◆ Work to complete ◆
- A) In the passage on worship and the future life, what reason is given for the misery of the Jews and Christians?
- B) Carry on the passage about worship and the future life, starting right after its final sentence.

◆ Selection ◆
* START *
As regards the future life, since all worship God by Divine necessity, all must be saved. But the seven sects above-mentioned (unlike the Jews, Christians and Moslems, who received their religions from a prophet) invented their forms of worship for themselves. Consequently, they are doomed to misery hereafter. That which constitutes their misery is the fact that their felicity, though ultimately assured, is far off and is not revealed to them until they have suffered retribution. On the other hand, those who worship God according to the mode ordained by a prophet enjoy immediate felicity, which is revealed to them continuously and gradually. It is true that the Jews and Christians suffer misery, but why is this? Because they have altered God’s Word and substituted something of their own. Otherwise, they would have come under the rule that God never sent a prophet to any people without placing in his apostolic mission the felicity of those who followed him [7].
Here, perhaps, it will not be inopportune to give some details of the author’s eschatology. We must remember that in his view all experience is perception by the human spirit [p. 134] of the nature and destiny eternally stamped upon it. “I Myself am Heaven and Hell.”
* END *
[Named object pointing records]
* START *
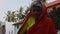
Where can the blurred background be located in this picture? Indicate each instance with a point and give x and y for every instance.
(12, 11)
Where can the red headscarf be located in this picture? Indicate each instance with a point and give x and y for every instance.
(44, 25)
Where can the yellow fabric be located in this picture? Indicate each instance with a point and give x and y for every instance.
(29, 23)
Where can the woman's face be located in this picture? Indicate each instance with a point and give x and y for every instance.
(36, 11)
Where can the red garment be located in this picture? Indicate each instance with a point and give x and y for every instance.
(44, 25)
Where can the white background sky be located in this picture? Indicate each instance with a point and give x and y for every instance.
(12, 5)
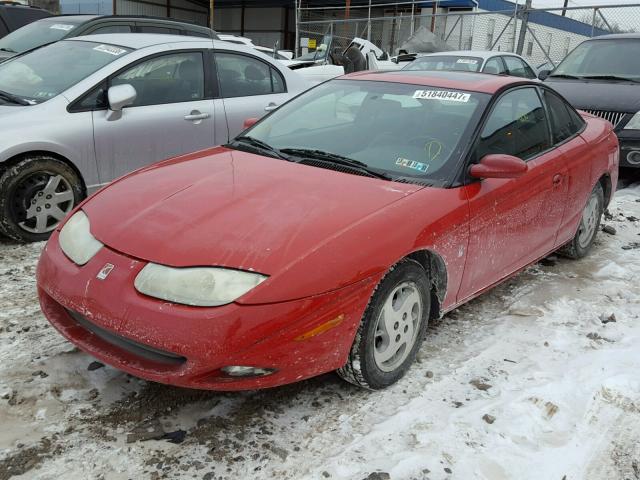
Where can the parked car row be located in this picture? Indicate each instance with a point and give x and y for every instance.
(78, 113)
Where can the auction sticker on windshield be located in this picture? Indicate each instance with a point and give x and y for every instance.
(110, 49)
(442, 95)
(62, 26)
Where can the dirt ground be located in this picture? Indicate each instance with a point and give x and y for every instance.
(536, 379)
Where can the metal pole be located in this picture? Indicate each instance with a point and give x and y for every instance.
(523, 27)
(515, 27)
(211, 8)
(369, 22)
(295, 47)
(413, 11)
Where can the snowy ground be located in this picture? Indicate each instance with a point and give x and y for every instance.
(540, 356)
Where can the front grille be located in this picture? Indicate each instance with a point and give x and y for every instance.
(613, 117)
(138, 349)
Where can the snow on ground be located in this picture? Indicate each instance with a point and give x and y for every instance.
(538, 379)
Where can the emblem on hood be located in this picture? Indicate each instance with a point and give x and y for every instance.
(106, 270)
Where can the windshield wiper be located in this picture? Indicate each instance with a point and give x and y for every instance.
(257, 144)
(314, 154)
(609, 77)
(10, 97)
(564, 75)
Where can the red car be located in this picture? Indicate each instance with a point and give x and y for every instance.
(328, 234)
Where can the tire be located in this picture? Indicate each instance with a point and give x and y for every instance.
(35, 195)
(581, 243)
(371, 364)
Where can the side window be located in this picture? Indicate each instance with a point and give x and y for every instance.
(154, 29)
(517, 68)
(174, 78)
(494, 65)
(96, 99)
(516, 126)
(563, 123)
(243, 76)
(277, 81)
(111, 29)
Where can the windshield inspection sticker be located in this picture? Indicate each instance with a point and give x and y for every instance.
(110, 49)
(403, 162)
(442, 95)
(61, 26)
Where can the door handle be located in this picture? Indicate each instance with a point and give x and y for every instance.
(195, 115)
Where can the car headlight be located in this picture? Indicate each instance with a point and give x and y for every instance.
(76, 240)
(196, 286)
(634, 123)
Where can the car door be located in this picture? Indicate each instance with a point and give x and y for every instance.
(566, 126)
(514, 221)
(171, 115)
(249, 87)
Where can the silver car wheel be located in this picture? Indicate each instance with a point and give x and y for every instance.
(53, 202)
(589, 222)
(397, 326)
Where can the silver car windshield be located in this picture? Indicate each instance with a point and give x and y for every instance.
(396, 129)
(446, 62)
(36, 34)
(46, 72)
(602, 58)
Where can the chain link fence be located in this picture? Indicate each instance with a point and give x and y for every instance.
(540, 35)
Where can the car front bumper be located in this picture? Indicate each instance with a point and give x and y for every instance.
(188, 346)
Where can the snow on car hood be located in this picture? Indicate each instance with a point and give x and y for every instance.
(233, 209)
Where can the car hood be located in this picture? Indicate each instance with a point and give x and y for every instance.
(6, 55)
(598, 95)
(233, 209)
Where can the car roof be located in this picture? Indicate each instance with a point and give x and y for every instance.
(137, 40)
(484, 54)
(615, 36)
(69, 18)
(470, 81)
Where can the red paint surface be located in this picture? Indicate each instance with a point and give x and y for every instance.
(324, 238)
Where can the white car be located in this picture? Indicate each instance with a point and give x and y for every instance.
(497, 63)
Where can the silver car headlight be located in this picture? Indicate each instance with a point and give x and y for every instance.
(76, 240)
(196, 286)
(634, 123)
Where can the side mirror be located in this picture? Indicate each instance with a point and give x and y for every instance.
* END *
◆ Outputs by task ◆
- A) They have altered God's Word and substituted something of their own.

- B)
“Life” denotes the spirit’s contemplation of its bodily form: the spirit assumes the form of the object contemplated, just as sunbeams falling on green or red glass take the form and colour of the glass. After death, i.e., after the withdrawal of the spirit’s gaze from the body, the spirit remains wholly in the spiritual world, while wearing the same corporeal aspect as it had before [8]. Those mystics who deny the resurrection of the body are in the wrong. “We know by Divine information that bodies are raised from the dead with their spirits.” The death of the spirit consists in its detachment from the body and resembles the dreamless sleep which is akin to not-being [9], since the sleeper has neither perception of the sensible nor vision of the unseen [10].
During the intermediate state (barzakh) between death and resurrection every one moves in a world of phantasy (khayál) peopled by the forms, ideas, and essential characters of the actions which he or she committed in their earthly life [11]. The drunkard quaffs fiery wine in a cup of fire; the sinner whom God has forgiven passes into forms of good works, each fairer than the last; and he whose good works have been done in vain becomes imbued with the form of his eternal fate, ever-changing images of woe which his resurrection shall reveal to him as realities [12]. The present, intermediate, and future states are one existence (wujúd wáḥid), and you by virtue of your inmost nature (huwiyya) are the same in them all, but while the things of this world are free (ikhtiyárí), the things hereafter are determined by what happens here [13].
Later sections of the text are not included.